— How to complete this task —
Answer these questions from the Mayflower text:
1. Which historian wrote the 2019 New York Times piece quoted in the text?
2. How many descendants can John Howland count?
3. What does the name Peregrine mean?

— Source text —
* * * * * * * * *

Fact: This detail about their first stop in Provincetown was added likely to increase the suffering that the Mayflower travelers experienced while holding them up as frontiersmen, as adventurers who created something beautiful out of land that wasn’t in use. Historian David J. Silverman told a different story in his 2019  New York Times piece, “The Vicious Reality Behind the Thanksgiving Myth.”

“The Pilgrims did not enter an empty wilderness ripe for the taking. Human civilization in the Americas was every bit as ancient and rich as in Europe. That is why Wampanoag country was full of villages, roads, cornfields, monuments, cemeteries and forests cleared of underbrush. Generations of Native people had made it that way, expecting to pass along their land to their descendants.” (Silverman, 2019)

Dialogue: Who writes the history or articles or videos that they’re reading? Do the writers have their own points of view? Everyone has their perspective, no matter how objective a source may seem.

If a writer makes a claim that uplifts one side’s glory and makes them or their people look better, consider their perspective and what the writer gains by presenting you with a positive image of their actions. 

Claim 5: “Belief in God, desire for freedom from religious persecution”

See Claims 2 & 3.

These may be your descendants, Charlie Brown.

Claim 6: “Adventures will change the course of American history”

Fact: I give this claim a huge yes. Just one indentured servant on The Mayflower, John Howland, can count more than 2,000 descendants to his name. (The television special tells how Howland fell overboard but was rescued.) That’s just one example of how The Mayflower, the Pilgrims, their treatment of the Natives, and the resulting stories found a solid place in American history. Would we have known much about the Mayflower if it weren’t for Thanksgiving and the resulting tourist trade in Plimouth? Unlikely.

Oh yeah, there’s also the little fact of all the diseases that explorers brought to the land they called America, and how many Natives were killed thanks to them.

Claim 7: “Miserable conditions aboard ship”

Fact: Yeah, this one’s true. Can’t argue here.

Dialogue: This section got us talking about diseases, germs, and how people did or didn’t take care of them back then. Since we watched this in 2021 and our family had initially referred to COVID-19 as “The Big Germ,” our kids were interested in the seriousness of the Mayflower Voyagers’ illnesses. We also often watch great kids’ shows on germs like: 

I wouldn’t want to be on that ship.

Claim 8: “101 arrive, 2 died and one baby born”

Fact: I could only find a record of two deaths, and one happened after their long journey:

  • William Butten was an indentured servant who died during the journey. 
  • Elizabeth Hopkins gave birth to Oceanus on board the Mayflower, but the baby died at two years old.
  • Susanna White gave birth to Peregrine White during an anchorage in Cape Cod in 1620. Peregrine means “traveler’ or “Pilgrim.”

More died after they landed and in the first months after arriving in Cape Cod and Plimouth.

Dialogue: “Captain Standish as military leader, not a Pilgrim, helps with building, nursing the sick, training to defend ourselves [from indians]”

Fact: Standish met the Pilgrims while they lived in the Netherlands and became their leader while the journey was planned. Supposedly John Smith was their first choice but was deemed too expensive. Standish is certainly documented as building, nursing the sick – even after his wife died – and did train the people.

* * * * * * * * *

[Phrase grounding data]
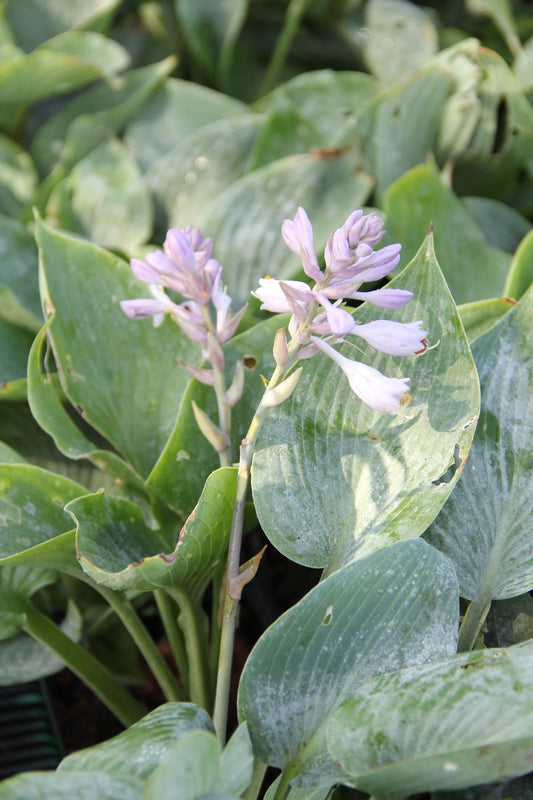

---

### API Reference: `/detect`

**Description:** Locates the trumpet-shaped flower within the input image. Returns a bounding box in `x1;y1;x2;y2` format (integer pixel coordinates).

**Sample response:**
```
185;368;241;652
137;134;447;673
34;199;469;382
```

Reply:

* * * * * * * * *

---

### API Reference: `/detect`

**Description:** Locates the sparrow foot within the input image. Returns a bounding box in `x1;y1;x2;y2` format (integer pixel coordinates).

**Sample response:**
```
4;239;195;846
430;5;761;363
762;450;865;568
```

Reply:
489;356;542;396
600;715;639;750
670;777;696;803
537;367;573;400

* * * * * * * * *

— Answer —
1. David J. Silverman
2. More than 2,000
3. "Traveler" or "Pilgrim"